-- Start of DATA TO USE --

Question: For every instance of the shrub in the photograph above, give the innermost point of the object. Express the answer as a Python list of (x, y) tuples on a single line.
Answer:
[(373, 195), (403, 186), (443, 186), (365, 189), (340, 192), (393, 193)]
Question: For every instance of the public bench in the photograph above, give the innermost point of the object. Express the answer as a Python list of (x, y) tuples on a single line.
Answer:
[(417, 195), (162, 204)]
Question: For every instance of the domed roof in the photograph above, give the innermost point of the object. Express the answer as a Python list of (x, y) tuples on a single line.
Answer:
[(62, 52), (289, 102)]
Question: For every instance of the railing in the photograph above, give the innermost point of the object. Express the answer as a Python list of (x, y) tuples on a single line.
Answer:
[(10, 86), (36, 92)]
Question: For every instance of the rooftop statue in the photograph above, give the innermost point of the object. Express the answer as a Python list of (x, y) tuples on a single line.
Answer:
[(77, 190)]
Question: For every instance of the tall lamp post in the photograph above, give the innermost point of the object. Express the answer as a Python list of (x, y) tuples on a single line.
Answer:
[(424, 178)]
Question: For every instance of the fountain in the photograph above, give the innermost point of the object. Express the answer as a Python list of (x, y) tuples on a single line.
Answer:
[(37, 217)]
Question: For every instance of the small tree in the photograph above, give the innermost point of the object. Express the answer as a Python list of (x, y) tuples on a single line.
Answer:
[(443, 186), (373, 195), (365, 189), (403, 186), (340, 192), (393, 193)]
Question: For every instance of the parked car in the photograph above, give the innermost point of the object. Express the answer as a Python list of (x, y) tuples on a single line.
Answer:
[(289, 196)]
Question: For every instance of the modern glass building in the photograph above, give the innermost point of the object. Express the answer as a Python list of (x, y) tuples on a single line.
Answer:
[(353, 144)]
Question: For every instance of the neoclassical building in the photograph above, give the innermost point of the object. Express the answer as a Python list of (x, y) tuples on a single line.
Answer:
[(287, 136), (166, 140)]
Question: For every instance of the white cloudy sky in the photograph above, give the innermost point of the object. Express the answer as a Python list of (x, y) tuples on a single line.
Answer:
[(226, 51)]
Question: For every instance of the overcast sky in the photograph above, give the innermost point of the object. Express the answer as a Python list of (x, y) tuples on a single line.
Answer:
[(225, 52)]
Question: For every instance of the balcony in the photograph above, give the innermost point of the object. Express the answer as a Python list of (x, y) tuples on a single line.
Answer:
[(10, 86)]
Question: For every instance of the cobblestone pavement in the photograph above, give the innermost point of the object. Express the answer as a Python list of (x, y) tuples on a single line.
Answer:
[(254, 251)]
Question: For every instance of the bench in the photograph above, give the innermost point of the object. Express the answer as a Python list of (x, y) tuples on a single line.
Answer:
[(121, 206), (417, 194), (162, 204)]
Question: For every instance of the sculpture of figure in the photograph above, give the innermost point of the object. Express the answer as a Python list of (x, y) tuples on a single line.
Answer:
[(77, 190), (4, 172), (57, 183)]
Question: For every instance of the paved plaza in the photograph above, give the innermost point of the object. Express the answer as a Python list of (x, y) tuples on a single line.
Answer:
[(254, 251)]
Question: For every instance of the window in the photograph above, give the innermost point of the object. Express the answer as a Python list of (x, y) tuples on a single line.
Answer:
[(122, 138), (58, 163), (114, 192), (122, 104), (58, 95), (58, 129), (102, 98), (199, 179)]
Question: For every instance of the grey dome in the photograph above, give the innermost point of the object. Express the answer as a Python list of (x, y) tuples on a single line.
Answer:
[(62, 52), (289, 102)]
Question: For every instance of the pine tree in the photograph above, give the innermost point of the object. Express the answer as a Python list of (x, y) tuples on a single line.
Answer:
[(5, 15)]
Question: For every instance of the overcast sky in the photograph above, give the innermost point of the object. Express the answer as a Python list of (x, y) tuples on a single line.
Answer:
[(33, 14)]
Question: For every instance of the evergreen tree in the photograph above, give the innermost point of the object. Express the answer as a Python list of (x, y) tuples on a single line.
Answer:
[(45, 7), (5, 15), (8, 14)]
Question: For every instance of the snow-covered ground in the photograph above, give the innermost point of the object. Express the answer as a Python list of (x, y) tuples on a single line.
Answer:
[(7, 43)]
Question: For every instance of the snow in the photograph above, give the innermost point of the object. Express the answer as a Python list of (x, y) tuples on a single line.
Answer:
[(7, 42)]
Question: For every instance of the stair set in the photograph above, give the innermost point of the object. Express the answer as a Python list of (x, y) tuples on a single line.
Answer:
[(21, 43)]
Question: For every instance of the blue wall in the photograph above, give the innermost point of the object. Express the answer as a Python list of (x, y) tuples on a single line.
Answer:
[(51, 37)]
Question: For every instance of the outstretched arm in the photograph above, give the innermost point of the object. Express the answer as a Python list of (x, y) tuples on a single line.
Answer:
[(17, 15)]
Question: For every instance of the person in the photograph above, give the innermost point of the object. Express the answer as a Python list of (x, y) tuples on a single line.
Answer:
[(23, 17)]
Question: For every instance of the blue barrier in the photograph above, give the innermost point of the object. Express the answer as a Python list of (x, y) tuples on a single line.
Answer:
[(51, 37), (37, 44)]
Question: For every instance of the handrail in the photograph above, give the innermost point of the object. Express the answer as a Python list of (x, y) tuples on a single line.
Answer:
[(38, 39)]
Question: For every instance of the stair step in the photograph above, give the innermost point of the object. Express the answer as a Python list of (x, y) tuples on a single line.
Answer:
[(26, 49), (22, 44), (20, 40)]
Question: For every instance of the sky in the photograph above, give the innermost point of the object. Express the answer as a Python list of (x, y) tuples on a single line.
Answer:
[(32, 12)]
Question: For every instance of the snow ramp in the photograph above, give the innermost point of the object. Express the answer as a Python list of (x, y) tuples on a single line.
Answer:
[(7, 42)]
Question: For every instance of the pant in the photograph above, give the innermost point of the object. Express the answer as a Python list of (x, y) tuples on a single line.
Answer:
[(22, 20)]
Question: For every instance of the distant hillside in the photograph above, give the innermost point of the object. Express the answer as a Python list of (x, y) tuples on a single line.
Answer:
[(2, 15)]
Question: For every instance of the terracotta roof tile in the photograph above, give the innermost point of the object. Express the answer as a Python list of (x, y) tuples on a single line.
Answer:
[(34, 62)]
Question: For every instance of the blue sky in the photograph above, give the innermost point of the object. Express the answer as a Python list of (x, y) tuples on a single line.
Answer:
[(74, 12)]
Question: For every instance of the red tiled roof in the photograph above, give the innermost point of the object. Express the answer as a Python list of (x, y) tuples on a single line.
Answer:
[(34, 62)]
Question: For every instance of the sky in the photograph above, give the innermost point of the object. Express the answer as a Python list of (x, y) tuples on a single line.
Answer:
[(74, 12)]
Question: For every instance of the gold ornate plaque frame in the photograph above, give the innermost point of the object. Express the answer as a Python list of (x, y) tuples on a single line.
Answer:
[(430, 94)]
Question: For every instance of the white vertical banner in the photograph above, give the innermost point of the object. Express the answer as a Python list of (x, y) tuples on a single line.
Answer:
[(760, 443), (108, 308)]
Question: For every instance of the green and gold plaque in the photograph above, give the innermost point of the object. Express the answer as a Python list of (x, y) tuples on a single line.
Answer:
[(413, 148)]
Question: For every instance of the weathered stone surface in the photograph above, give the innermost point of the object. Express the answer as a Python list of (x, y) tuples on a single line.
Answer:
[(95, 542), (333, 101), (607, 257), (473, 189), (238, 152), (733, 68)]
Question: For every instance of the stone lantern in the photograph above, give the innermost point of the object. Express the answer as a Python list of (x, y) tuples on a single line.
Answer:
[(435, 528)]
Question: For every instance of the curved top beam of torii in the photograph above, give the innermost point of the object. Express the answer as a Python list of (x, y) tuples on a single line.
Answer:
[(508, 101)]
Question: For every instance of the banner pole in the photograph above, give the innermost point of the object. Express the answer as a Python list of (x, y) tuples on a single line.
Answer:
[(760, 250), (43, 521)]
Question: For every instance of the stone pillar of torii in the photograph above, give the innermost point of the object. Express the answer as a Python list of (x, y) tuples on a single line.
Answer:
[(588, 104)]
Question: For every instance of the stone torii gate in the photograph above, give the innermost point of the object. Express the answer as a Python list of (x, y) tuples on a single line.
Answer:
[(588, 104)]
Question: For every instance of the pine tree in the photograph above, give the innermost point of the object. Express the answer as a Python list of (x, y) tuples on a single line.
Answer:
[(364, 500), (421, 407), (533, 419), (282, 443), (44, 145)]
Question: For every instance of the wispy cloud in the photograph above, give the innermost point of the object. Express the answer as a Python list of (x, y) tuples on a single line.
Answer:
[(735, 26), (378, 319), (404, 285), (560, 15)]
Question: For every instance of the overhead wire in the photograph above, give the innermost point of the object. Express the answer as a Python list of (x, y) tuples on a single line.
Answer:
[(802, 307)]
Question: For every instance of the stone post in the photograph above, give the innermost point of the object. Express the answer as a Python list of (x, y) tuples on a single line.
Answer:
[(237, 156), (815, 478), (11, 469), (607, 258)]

-- End of DATA TO USE --

INSTRUCTIONS TO FOLLOW: For this exercise, please retype exactly the lines in the listing from the line with "Question: For every instance of the weathered" through its last line, both ends included.

WORKED SOLUTION:
Question: For every instance of the weathered stone surface in the photograph above, give the innermost point of the object. Express the answer as a Python list of (x, y) tuples on a single line.
Answer:
[(95, 542), (333, 101), (607, 257), (473, 189), (238, 152), (733, 68)]
Question: For every instance of the stone lantern in the photograph above, give the innermost point of the object. Express the answer as a Python list of (x, y) tuples on a single line.
Answer:
[(435, 528)]
Question: For every instance of the curved top beam of torii in the photograph above, give the innermost point of the object. Express the answer as a Python list of (x, y) tuples on a single line.
Answer:
[(508, 101)]
Question: For every instance of the banner pole in the photograph above, give the innermost point of the object. Express the answer as a Python list of (x, y) tuples on a single line.
Answer:
[(760, 250), (43, 521)]
Question: For every instance of the stone pillar of torii in the photograph above, give the innermost point of the object. Express the answer as a Python list of (x, y) tuples on a single line.
Answer:
[(588, 104)]
Question: For every instance of the stone torii gate in the photograph above, give the innermost point of the object. Express the answer as a Python list of (x, y) tuples on a single line.
Answer:
[(588, 104)]
Question: For every instance of the pine tree in the photograph above, give the innermost point of the object. Express the answer as a Python list of (x, y) tuples on a single line.
Answer:
[(364, 500), (421, 407), (533, 419), (282, 443), (44, 145)]
Question: For every instance of the wispy cloud in the photograph above, give the innermost point of the object. Express the answer as a Python list of (x, y) tuples on a single line.
Answer:
[(735, 26), (378, 319), (404, 285), (560, 15)]
Question: For every instance of the overhead wire in the photograph above, give the innermost point of the object. Express the answer as a Python list of (x, y) tuples on a single line.
Answer:
[(802, 307)]
Question: For every instance of the stone post in the photograph above, give the innermost point of the object. Express the answer as a Python list of (x, y) tuples on a single line.
Answer:
[(237, 156), (815, 478), (11, 469), (607, 258)]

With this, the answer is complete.